(Extracted records)
____

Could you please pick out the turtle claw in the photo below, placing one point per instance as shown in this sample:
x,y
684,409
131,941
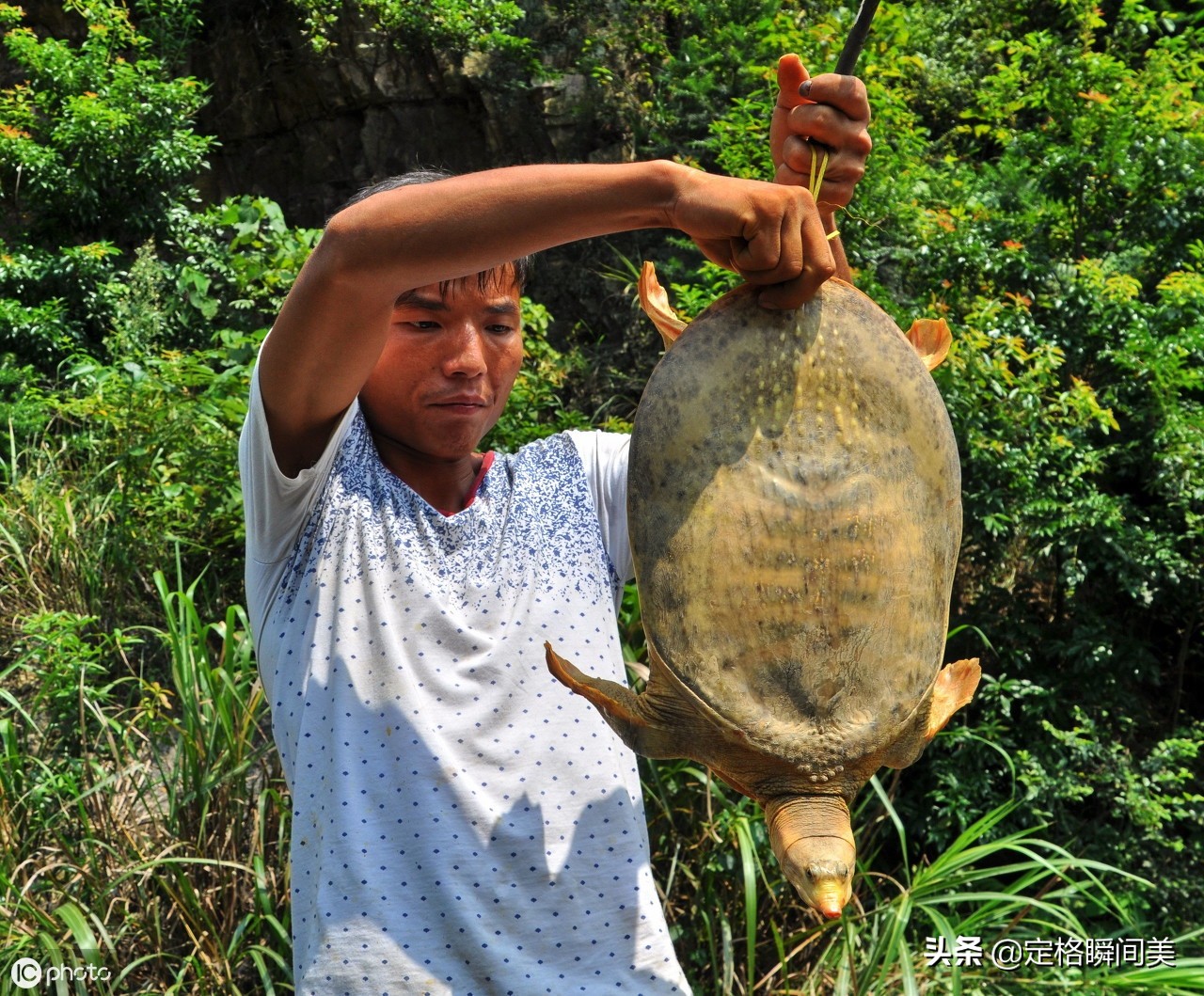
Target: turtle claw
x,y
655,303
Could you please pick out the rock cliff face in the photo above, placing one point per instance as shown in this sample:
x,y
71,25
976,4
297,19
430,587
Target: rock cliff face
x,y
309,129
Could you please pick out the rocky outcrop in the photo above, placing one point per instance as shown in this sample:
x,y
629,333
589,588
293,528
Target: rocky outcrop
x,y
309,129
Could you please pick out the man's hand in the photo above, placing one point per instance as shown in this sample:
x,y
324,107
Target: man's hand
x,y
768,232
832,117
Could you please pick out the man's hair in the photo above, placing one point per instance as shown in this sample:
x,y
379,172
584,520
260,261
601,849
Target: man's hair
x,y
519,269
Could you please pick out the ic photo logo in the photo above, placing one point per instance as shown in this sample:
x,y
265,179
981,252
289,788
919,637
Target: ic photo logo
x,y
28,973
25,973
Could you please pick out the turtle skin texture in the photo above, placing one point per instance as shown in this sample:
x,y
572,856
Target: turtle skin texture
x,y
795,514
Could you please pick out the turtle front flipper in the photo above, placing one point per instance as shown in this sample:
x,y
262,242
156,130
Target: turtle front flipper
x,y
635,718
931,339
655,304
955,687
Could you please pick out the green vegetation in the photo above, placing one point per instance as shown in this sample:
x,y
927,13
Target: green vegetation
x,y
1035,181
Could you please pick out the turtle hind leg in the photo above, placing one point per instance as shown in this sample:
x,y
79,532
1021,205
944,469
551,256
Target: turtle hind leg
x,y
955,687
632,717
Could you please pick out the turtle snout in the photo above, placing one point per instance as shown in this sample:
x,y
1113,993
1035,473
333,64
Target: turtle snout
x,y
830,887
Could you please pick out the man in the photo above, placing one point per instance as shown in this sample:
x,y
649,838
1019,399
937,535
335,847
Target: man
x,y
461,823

____

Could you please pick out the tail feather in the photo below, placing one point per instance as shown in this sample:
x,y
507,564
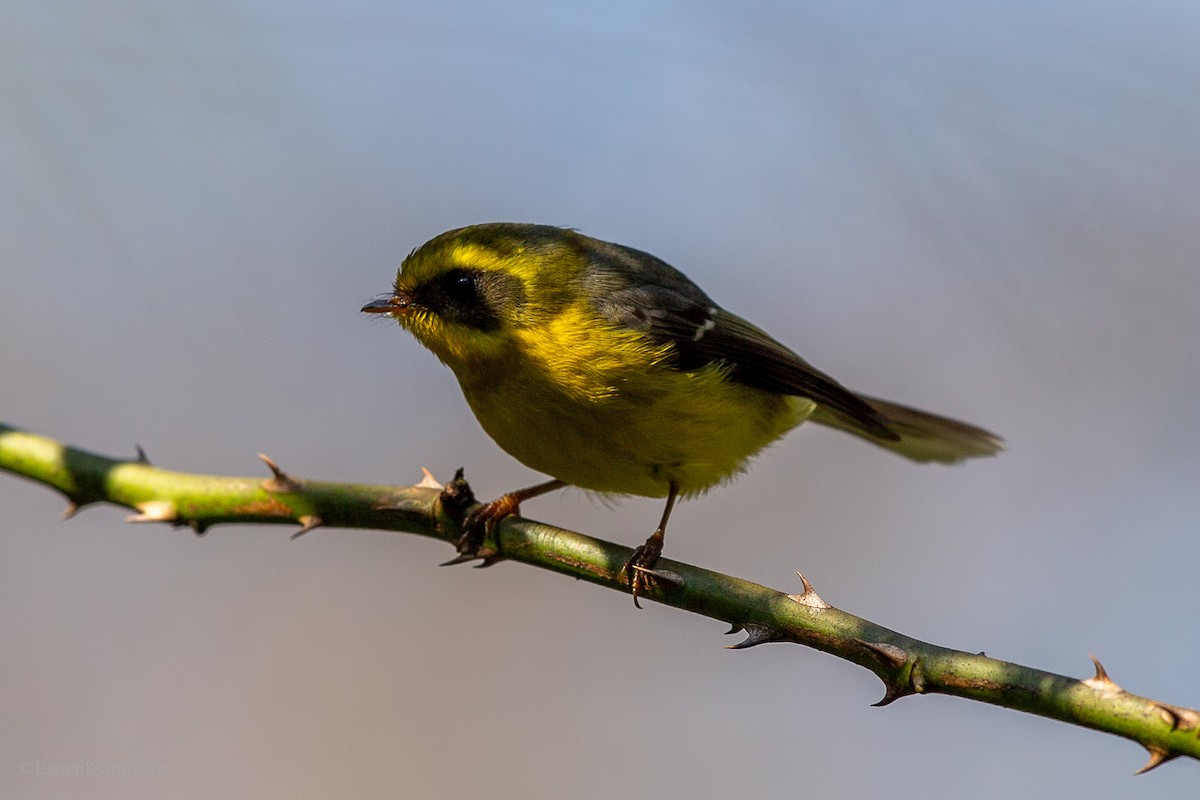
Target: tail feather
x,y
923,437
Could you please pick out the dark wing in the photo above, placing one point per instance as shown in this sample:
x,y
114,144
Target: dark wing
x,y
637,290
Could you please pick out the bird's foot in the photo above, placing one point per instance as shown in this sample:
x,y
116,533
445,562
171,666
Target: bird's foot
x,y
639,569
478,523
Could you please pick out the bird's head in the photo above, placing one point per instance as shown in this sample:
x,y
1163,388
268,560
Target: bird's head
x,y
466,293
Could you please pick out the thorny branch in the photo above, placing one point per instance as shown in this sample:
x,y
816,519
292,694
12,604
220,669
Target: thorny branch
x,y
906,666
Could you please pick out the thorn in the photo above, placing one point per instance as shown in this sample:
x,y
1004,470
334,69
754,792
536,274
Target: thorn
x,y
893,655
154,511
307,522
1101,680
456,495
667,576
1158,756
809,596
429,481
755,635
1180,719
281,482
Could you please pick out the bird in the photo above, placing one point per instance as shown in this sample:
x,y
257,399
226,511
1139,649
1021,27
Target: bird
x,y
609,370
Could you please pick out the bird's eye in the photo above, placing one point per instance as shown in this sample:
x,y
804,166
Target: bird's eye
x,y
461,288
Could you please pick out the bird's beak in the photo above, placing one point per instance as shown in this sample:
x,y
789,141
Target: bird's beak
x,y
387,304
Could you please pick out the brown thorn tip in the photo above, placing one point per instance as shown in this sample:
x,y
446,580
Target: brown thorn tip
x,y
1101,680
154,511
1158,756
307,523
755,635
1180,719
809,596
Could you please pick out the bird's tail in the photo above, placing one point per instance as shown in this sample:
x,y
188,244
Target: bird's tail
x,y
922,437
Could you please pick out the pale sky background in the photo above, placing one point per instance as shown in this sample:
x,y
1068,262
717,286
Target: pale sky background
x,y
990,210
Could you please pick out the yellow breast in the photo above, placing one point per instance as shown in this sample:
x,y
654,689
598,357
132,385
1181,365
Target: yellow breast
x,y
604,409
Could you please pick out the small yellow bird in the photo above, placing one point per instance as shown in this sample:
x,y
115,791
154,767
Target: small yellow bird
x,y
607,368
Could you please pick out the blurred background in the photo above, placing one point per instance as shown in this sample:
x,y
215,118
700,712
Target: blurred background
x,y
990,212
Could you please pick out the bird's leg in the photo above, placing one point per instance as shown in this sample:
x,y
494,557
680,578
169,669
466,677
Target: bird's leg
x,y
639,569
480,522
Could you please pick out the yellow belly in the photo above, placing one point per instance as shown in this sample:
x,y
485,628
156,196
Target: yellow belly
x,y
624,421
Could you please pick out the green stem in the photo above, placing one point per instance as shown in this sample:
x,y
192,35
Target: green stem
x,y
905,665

____

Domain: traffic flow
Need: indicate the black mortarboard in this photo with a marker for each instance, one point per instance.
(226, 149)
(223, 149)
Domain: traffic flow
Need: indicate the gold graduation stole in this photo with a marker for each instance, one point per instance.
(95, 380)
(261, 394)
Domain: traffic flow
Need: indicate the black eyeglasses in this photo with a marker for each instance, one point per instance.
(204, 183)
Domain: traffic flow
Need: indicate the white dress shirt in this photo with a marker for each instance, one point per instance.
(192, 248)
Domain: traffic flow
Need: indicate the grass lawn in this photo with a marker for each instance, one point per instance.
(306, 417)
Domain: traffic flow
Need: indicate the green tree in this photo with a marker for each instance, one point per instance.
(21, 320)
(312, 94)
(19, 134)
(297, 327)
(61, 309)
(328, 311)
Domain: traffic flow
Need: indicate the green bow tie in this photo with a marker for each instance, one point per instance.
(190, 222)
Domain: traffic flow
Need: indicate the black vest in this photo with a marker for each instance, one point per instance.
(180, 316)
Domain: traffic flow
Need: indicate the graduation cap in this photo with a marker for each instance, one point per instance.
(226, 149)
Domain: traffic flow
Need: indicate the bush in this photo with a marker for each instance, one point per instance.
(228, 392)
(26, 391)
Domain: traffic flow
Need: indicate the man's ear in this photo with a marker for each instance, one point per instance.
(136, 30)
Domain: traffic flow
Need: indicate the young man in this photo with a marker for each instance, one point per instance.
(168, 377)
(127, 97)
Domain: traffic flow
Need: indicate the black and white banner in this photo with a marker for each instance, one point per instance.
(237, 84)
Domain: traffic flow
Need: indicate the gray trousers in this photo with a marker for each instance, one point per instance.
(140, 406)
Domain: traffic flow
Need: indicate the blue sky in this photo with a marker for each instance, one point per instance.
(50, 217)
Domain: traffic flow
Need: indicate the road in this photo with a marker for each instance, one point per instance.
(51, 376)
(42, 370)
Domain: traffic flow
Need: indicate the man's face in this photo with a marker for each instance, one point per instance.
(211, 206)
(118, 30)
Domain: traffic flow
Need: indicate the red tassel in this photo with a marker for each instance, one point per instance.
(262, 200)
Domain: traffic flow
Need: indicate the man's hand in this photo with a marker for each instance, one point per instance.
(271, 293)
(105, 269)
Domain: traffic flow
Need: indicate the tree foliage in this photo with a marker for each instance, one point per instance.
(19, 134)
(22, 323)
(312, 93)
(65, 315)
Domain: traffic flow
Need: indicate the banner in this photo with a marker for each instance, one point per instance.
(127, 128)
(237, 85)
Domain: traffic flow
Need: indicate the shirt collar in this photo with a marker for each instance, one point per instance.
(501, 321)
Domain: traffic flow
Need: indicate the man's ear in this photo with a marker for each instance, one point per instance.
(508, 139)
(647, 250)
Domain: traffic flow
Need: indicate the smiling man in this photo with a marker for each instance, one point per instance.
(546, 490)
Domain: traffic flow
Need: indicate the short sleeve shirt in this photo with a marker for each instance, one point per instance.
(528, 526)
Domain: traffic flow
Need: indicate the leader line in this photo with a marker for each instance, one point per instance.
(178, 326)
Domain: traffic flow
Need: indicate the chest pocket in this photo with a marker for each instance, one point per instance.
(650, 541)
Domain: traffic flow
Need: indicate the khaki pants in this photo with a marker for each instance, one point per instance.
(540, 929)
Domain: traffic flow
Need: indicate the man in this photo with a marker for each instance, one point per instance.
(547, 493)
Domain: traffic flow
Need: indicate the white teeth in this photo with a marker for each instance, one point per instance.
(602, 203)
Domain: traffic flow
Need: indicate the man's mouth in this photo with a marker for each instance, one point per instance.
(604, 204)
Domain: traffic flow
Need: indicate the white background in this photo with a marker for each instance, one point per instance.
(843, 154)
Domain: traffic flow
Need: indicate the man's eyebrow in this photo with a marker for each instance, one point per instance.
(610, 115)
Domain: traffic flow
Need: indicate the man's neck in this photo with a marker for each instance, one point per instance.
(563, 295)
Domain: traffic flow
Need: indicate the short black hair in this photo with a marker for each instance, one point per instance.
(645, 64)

____

• **PROBLEM TO SOLVE**: Go line by line through the entries above and tally those that hold the word "below"; give the tally alone.

• **ANSWER**: 2